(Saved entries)
##########
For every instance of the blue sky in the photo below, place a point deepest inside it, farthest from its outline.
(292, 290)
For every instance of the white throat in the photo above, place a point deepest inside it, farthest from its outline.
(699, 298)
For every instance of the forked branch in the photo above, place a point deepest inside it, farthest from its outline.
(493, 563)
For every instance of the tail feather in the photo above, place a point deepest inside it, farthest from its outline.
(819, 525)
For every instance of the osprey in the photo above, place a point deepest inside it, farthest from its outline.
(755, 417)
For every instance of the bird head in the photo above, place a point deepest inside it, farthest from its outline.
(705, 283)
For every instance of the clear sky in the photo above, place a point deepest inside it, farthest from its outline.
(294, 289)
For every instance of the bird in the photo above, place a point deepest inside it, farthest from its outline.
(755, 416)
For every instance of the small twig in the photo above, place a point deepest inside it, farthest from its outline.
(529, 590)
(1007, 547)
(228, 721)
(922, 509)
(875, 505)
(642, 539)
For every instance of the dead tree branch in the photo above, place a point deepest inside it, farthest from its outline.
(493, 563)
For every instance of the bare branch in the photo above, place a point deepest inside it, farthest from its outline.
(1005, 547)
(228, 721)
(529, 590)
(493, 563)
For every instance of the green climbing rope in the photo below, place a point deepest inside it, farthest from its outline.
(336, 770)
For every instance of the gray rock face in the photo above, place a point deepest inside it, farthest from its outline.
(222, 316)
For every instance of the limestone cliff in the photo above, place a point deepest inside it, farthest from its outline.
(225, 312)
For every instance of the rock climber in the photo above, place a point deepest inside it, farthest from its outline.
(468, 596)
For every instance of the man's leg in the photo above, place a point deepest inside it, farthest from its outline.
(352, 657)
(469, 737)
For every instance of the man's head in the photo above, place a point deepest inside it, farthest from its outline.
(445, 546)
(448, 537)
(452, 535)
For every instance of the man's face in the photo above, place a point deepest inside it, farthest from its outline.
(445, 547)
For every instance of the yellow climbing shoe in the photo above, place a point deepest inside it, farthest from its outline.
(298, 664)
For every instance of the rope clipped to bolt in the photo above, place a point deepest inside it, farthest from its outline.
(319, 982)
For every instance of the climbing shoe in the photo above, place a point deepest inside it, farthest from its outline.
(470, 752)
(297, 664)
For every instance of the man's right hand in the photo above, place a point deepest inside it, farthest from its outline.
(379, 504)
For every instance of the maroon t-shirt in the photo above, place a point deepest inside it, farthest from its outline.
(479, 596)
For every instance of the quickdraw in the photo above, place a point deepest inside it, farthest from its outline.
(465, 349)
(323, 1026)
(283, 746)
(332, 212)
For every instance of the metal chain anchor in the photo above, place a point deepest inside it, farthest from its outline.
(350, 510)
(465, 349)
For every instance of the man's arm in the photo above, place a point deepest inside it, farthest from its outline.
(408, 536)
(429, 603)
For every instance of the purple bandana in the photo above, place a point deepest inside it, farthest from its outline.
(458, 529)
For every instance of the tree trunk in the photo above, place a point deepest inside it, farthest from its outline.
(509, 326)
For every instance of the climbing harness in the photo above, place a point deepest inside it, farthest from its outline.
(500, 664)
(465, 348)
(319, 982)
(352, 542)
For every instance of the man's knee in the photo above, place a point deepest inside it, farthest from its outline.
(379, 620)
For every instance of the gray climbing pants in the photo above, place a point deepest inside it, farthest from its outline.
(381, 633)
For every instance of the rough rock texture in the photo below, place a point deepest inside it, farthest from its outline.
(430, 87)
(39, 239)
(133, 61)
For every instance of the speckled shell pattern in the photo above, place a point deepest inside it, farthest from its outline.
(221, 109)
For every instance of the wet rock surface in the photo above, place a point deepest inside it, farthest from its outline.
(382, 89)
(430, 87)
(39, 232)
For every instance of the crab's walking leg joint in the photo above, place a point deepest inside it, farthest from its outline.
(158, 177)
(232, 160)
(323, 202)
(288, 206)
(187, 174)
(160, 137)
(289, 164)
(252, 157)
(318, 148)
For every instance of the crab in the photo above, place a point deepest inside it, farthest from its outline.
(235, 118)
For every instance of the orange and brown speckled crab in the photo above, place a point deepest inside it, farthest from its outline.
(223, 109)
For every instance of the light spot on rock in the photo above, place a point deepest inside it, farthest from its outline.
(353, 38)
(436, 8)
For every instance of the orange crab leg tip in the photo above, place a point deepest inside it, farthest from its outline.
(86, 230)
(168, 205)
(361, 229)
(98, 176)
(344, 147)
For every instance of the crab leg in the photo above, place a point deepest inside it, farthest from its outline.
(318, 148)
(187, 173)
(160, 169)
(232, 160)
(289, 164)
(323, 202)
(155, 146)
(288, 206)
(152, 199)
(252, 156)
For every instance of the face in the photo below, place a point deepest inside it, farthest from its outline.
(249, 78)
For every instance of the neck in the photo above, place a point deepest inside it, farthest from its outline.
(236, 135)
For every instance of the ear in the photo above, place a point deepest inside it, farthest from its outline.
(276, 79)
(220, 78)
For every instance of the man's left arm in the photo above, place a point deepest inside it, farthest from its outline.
##########
Task requirements:
Using the records above as the source, restate each line verbatim.

Written solution:
For every instance of the blue sky in the photo below, place a point deepest inside it, farthest from its outline.
(292, 290)
For every instance of the white throat in the photo above, place a point deepest inside it, farthest from its outline.
(699, 298)
For every instance of the forked branch in the photo above, place a point deepest inside it, farthest from its outline.
(493, 563)
For every instance of the tail feather in the photo above, place a point deepest inside it, farthest from its outline.
(819, 525)
For every instance of the osprey in the photo above, place a point deepest inside it, farthest from its outline.
(755, 417)
For every instance of the bird head in the photo above, place a point deepest inside it, farthest from its outline.
(705, 283)
For every instance of the clear sky in the photo above, place a point deepest inside it, farthest from its outline.
(294, 289)
For every instance of the bird in the photo above, place a point deepest inside it, farthest from its outline.
(755, 416)
For every instance of the small twig in the photo above, place a point deepest inside it, farthest from its outline.
(529, 590)
(1007, 547)
(228, 721)
(922, 509)
(875, 505)
(642, 539)
For every instance of the dead tree branch in the photo above, place a point deepest inside it, farthest from its outline.
(493, 563)
For every instance of the bare branch in the photo above, place a point deepest inside it, farthest from its outline.
(1005, 547)
(228, 721)
(529, 590)
(493, 563)
For every instance of the green climbing rope in the photo below, place a point deepest inside it, farthest from its outline.
(336, 770)
For every instance of the gray rock face in the photo above, place a point deepest inside it, farthest from its outline.
(222, 316)
For every instance of the limestone cliff in the photo above, place a point deepest inside it, farthest from its outline.
(225, 312)
For every instance of the rock climber in the photo above, place a point deepest inside it, farthest from its outline.
(468, 596)
For every instance of the man's leg in the photo above, place a point deepest inside it, farthest from its outline.
(352, 657)
(469, 737)
For every instance of the man's head in the photo above, place a point deepest inside it, farthest from its outline.
(445, 546)
(448, 537)
(452, 535)
For every instance of the man's face in the photo above, place a point deepest inside it, farthest from its outline.
(445, 547)
For every instance of the yellow climbing shoe in the photo above, place a point deepest inside it, farthest from its outline.
(298, 664)
For every instance of the rope clipped to bolt in the photo above, place a point deepest inside it, farthest from its outline.
(319, 982)
For every instance of the climbing shoe in the photo above, place a point deepest inside it, farthest from its outline.
(470, 752)
(297, 664)
For every instance of the man's right hand in the photo above, place a point deepest inside it, farthest from its outline.
(379, 504)
For every instance of the maroon t-shirt in the photo above, place a point deepest inside it, farthest from its outline.
(479, 596)
For every instance of the quickdraw in the photo above, place a point deepest inside it, farthest from its outline.
(465, 349)
(323, 1026)
(283, 746)
(332, 212)
For every instance of the metal chain anchor in the photo above, place a point deepest inside it, farthest from its outline.
(350, 510)
(465, 349)
For every instance of the man's arm in the photo above, place a point deepest inside it, farthest from its outline.
(408, 536)
(429, 603)
For every instance of the purple bandana in the photo above, place a point deepest inside it, farthest from its outline.
(458, 529)
For every instance of the tree trunk in the photo above, place a point deepest inside it, farthest from its outline.
(509, 326)
For every instance of the climbing harness in the photo above, place a point deepest inside it, farthest from its outline.
(500, 664)
(465, 348)
(319, 982)
(352, 542)
For every instance of the man's knee in the photo above, place a point deepest inside it, farthest from its outline.
(379, 620)
For every instance of the gray climbing pants in the photo above, place a point deepest inside it, farthest from its outline.
(381, 633)
For every instance of the rough rock texture in the photo below, place a point deepest inside it, farthest from its outline.
(430, 87)
(39, 239)
(133, 61)
For every instance of the speckled shell pattern in the photo above, place a point deepest inside it, farthest from its outline.
(221, 109)
For every instance of the wet rock surface in the photo above, place a point deepest inside it, farthest from its outline.
(382, 89)
(430, 87)
(39, 232)
For every instance of the crab's walking leg joint in the photo above, place a point deepest inside it, farthest from its outline.
(158, 177)
(232, 160)
(323, 202)
(288, 206)
(187, 174)
(160, 137)
(289, 164)
(252, 157)
(318, 148)
For every instance of the crab in the photo above, place a point deepest inside it, farthest from its outline.
(235, 118)
For every instance of the orange and brown speckled crab in the photo above, place a point deepest inside it, farthest from its outline.
(223, 109)
For every instance of the light spot on rock in the photo above, place a point deepest inside it, farthest from its outline.
(353, 38)
(436, 8)
For every instance of the orange crab leg tip in the photo above, place a point deepest inside it, farthest from its outline.
(86, 230)
(168, 205)
(361, 229)
(98, 176)
(344, 147)
For every instance of the crab leg in the photo above, place a point deepest inside it, farthest from its outline.
(318, 148)
(187, 173)
(160, 169)
(232, 160)
(289, 164)
(323, 202)
(155, 146)
(288, 206)
(152, 199)
(252, 156)
For every instance of the face in the photo below, place a point deepest inside it, farthest from its outline.
(249, 78)
For every instance of the neck in the photo above, place a point deepest inside it, farthest from its outline.
(236, 135)
For every instance of the ear in the photo above, place a point deepest inside it, farthest from its outline.
(276, 79)
(220, 78)
For every instance of the man's left arm in the photo above, place a point deepest inside it, farthest from its outline.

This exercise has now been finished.